Work to be completed: List each complication that the clinical trial description below names as unique to embolization.

Extract:
-- Opening Marker --
DEB-TACE for Hepatocellular Carcinoma (QED)
Patients enrolled in this study have been diagnosed with hepatocellular carcinoma (HCC) and are scheduled to have a procedure called drug-eluting bead trans-arterial chemoembolization (DEB-TACE). During the DEB-TACE procedure, very small beads are mixed in with a chemotherapy drug, doxorubicin, and delivered to the tumor through an arterial catheter.
The DEB-TACE procedure allows the treatment to be delivered directly into the liver. It also causes arterial embolization, the process in which a blood vessel is blocked. Treatment of HCC using DEB-TACE may help delay tumor progression and can downstage (decrease the size) the cancer in order to meet the criteria which may allow patients to become candidates for liver transplantation. The purpose of this study is to compare tumor response and medical outcomes for patients who undergo DEB-TACE with standard endhole catheter versus Surefire® Infusion System.
|Study Design:||Allocation: Randomized
Intervention Model: Parallel Assignment
Masking: No masking
Primary Purpose: Treatment
|Official Title:||Surefire vs. Endhole for DEB-TACE: Quantifying Hepatic Artery Embolization to Improve Outcomes by Comparing Two Different Catheter Systems for DEB-TACE (QED Study)|
- Objective tumor response [ Time Frame: 1 month following initial DEB-TACE procedure ]
- Objective tumor response [ Time Frame: 3 months following initial DEB-TACE procedure (or 1 month following retreatment if DEB-TACE retreatment performed) ]
- Dose of doxorubicin-eluting beads used during DEB-TACE procedure(s) [ Time Frame: 3 months following initial DEB-TACE procedure ]
- Contrast dose [ Time Frame: DEB-TACE procedure(s) ]
- Fluoroscopic time [ Time Frame: DEB-TACE procedure(s) ]
- Number of repeat DEB-TACE procedures per lesion [ Time Frame: 3 months following initial DEB-TACE procedure ]
- Complications unique to embolization [ Time Frame: 3 months following initial DEB-TACE procedure ]Including: vasospasm rates, technical failures, arterial dissection & arterial thrombosis
- Post DEB-TACE conebeam CT measurement of contrast retention in tumor [ Time Frame: DEB-TACE procedure(s) ]
- Changes in alpha-fetoprotein (AFP) blood levels [ Time Frame: 1 & 3 months following initial DEB-TACE procedure ]
|Study Start Date:||August 2015|
|Estimated Study Completion Date:||June 2019|
|Estimated Primary Completion Date:||December 2018 (Final data collection date for primary outcome measure)|
Active Comparator: DEB-TACE: Standard Endhole Catheter
Subjects will undergo DEB-TACE using a standard endhole catheter.
Transarterial chemoembolization with doxorubicin-eluting beads.
Active Comparator: DEB-TACE: Surefire Infusion System
Subjects will undergo DEB-TACE using the Surefire Infusion System.
Transarterial chemoembolization with doxorubicin-eluting beads.
-- Closing Marker --
Excerpted data:
-- Opening Marker --
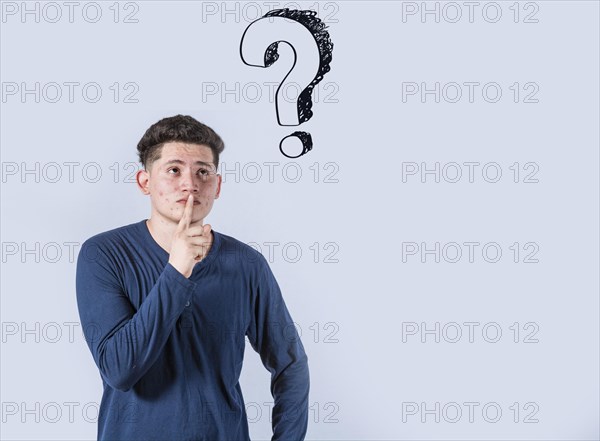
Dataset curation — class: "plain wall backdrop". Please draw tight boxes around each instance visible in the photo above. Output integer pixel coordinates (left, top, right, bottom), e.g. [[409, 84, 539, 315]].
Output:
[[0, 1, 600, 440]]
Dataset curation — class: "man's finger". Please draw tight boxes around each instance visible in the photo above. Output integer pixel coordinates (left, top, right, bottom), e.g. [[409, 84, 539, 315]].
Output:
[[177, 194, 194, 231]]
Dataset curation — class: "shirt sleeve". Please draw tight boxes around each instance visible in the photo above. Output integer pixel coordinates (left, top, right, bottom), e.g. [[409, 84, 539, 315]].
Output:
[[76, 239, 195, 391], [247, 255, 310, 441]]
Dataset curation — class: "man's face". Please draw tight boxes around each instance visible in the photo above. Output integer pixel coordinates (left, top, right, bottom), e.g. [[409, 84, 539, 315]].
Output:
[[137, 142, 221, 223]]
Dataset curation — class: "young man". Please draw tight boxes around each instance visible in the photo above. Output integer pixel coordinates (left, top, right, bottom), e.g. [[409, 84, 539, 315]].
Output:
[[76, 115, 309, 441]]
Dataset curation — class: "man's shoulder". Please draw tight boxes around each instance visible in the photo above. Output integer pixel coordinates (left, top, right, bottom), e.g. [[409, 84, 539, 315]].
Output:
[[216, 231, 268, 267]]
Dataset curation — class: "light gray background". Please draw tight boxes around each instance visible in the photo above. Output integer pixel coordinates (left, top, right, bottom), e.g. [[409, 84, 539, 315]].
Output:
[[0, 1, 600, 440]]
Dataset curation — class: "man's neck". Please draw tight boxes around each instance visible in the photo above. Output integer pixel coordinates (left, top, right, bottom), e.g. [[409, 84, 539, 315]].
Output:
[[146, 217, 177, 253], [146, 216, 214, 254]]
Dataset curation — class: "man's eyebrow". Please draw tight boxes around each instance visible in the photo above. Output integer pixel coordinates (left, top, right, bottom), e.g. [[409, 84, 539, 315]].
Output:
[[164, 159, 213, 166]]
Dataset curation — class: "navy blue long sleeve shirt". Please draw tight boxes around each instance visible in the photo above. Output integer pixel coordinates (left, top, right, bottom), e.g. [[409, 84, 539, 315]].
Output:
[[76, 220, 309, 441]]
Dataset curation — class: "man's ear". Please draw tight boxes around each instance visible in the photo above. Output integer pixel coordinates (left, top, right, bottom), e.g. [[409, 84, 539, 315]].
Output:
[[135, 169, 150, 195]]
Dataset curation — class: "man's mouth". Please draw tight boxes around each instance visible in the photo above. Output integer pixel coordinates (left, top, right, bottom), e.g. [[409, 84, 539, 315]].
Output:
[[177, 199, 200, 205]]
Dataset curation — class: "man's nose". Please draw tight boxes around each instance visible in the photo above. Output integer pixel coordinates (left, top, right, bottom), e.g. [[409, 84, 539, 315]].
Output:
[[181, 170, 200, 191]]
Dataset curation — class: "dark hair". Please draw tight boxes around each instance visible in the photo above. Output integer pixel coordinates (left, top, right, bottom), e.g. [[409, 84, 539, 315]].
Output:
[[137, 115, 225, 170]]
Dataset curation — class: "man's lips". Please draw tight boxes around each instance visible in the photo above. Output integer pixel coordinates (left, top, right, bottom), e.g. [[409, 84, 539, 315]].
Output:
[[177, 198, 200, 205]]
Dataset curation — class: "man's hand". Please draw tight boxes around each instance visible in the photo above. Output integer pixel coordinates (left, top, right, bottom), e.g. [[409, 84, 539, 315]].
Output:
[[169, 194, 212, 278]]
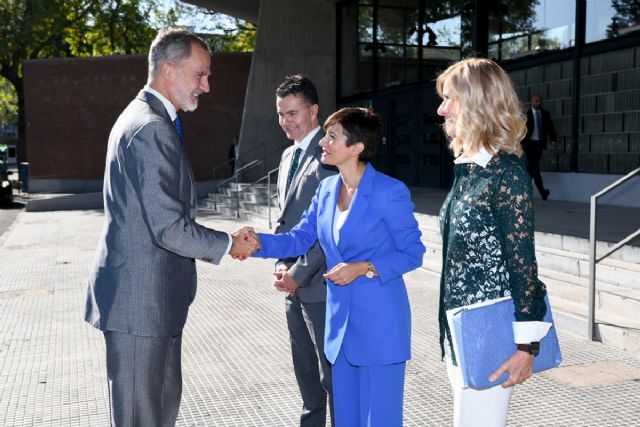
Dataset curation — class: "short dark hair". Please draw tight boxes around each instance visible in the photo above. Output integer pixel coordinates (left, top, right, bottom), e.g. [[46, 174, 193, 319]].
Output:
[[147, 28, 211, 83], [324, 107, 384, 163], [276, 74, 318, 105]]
-- Closing Marker --
Answer section:
- Vasospasm rates
- Technical failures
- Arterial dissection
- Arterial thrombosis